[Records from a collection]
↓
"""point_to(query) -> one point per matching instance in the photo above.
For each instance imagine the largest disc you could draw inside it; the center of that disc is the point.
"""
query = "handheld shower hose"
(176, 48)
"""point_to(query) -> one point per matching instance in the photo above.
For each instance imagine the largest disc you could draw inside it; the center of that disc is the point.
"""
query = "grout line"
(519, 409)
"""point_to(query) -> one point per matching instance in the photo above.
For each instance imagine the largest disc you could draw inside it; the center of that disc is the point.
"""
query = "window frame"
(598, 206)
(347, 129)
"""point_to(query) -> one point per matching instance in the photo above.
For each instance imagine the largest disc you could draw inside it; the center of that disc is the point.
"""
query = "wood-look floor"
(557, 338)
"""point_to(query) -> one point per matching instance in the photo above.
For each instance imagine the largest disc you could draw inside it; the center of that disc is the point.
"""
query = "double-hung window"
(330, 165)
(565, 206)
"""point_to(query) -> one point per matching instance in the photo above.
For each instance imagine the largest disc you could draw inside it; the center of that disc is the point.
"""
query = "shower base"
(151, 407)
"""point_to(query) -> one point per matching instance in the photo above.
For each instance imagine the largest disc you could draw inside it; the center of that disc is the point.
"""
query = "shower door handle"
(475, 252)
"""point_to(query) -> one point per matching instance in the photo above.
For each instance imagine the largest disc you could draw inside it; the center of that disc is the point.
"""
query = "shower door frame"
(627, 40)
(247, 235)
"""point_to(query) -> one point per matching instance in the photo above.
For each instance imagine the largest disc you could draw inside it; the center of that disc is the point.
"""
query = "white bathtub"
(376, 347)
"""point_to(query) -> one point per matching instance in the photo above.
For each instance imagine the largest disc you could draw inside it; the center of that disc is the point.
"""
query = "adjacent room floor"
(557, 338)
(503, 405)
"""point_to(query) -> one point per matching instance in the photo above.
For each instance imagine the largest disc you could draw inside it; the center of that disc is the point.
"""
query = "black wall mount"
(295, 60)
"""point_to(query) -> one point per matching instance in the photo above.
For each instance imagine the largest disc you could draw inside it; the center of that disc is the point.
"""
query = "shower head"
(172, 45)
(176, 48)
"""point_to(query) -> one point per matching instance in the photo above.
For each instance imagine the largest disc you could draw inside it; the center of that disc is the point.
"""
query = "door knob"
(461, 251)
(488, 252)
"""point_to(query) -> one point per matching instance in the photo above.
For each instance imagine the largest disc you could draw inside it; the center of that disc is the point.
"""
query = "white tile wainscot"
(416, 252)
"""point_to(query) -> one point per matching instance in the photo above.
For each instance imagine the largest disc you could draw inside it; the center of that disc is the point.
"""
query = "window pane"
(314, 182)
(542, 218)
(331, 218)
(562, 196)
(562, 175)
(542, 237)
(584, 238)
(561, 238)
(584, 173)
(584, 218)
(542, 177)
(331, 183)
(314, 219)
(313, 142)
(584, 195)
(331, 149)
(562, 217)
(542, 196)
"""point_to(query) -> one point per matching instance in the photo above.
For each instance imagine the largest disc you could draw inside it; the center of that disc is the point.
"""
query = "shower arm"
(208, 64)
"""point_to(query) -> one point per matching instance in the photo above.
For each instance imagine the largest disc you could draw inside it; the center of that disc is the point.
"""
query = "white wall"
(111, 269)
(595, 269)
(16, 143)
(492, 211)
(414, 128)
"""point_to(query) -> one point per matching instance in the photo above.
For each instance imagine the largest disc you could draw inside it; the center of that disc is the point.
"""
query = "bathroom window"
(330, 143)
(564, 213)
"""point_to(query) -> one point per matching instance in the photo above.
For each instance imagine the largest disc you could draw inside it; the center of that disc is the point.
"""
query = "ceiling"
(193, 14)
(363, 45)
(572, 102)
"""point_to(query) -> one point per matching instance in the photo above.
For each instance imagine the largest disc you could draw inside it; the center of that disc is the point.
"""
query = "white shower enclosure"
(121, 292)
↑
→ **GIVEN TASK**
Print the records above in full, exactly.

→ **RIGHT ANSWER**
"""point_to(query) -> one point per matching instance in the photo above.
For each instance imagine the largest disc you could draw inside it; the center of that disc is the point.
"""
query = "handheld shower hose"
(176, 48)
"""point_to(query) -> one point per matching instance in the photo above.
For each instance imagine the largest disc you could draw inside it; the center of that disc is the point.
"""
query = "grout line"
(519, 409)
"""point_to(query) -> one point per matching instance in the photo above.
For each instance imagine the largest disc you could draw inside it; the center of that disc is the point.
"""
query = "window frame"
(598, 206)
(347, 129)
"""point_to(query) -> one point per matching instance in the photo above.
For each instance imagine the largest disc you could draw inside it; the center of that disc is the point.
"""
query = "wood-look floor"
(557, 338)
"""point_to(query) -> one point per matching instance in the photo above.
For each instance imagine the largest disc you could draw inside it; the center of that disc is the point.
"""
query = "double-hung window"
(330, 165)
(565, 206)
"""point_to(query) -> one point per matching instance in the photo above.
For each instance imagine the largest disc you could draw inside it; the center of that disc is the point.
"""
query = "shower base"
(151, 407)
"""point_to(query) -> one point per matching instance in the photo above.
For each instance imagine the largest disc you could draw inside it; the center of that disc is the point.
"""
query = "shower door handle"
(475, 252)
"""point_to(query) -> one point per matching instance in the photo above.
For each instance imagine the largest disc you could draw inside it; the center of that disc is the point.
"""
query = "shower door frame"
(627, 40)
(247, 235)
"""point_to(query) -> one point per matching instance in the photo above.
For each instance imagine the largest disc you could draw inside it; the center of that disc is the point.
"""
query = "white bathtub"
(376, 347)
"""point_to(query) -> one point per matching instance in the photo above.
For each instance imagine the largest disc you could draw inside it; the center of that disc is the point.
"""
query = "adjacent room floor"
(557, 338)
(503, 405)
"""point_to(query) -> one point per matching instance in the photo above.
For each instance imagine the largest disc you could draw inside it; the center of that disc is the point.
"""
query = "black wall mount"
(295, 60)
"""point_to(query) -> one point per matching instance in the photo above.
For each instance imagine the largest disc you could draw inside it; the center of that disc is the point.
"""
query = "shower head"
(172, 45)
(176, 48)
"""point_to(query) -> one point per matching instance in the photo above.
For each instance imagine the largest disc you could draw inside it; the center of that disc is the point.
"""
query = "door knob"
(461, 251)
(488, 252)
"""point_to(query) -> one point per matching instance in the photo above.
For each instance imagine the largest disc you could draw inside it; the center of that disc is the point.
"""
query = "white tile wainscot"
(416, 252)
"""point_to(query) -> one point per matching instance in the photo above.
For each instance imagine the largest disc you could draw inside it; the center of that disc is the point.
"""
query = "window pane"
(314, 182)
(542, 218)
(331, 218)
(562, 196)
(562, 175)
(542, 237)
(584, 238)
(561, 238)
(584, 173)
(584, 218)
(542, 177)
(331, 183)
(314, 219)
(313, 142)
(584, 195)
(331, 149)
(562, 217)
(542, 196)
"""point_to(query) -> one point per matching instance in the photo above.
For each instance imagine the largest disc you could draw inside it; the center of that disc is the point.
"""
query = "shower arm"
(208, 64)
"""point_to(query) -> one point per matching instance in the photo above.
For each instance imagine the largest disc you could draw inside it; the center of that disc is the point.
"""
query = "white wall"
(111, 269)
(595, 269)
(16, 143)
(492, 211)
(414, 128)
"""point_to(query) -> one point per matching instance in the photo above.
For each instance imagine the largest disc you could draw inside it; the center of that disc is the point.
"""
query = "bathroom window"
(330, 143)
(564, 213)
"""point_to(query) -> one point per matching instance in the photo above.
For each instance imagine the largest disc you could draw inside it; the center of that disc is the point.
"""
query = "ceiling"
(193, 14)
(363, 45)
(572, 102)
"""point_to(query) -> one point per matching instance in the photo above.
For each instance imagine the largest disc you could draw inside it; the center of that disc is the point.
"""
query = "white shower enclosure"
(121, 292)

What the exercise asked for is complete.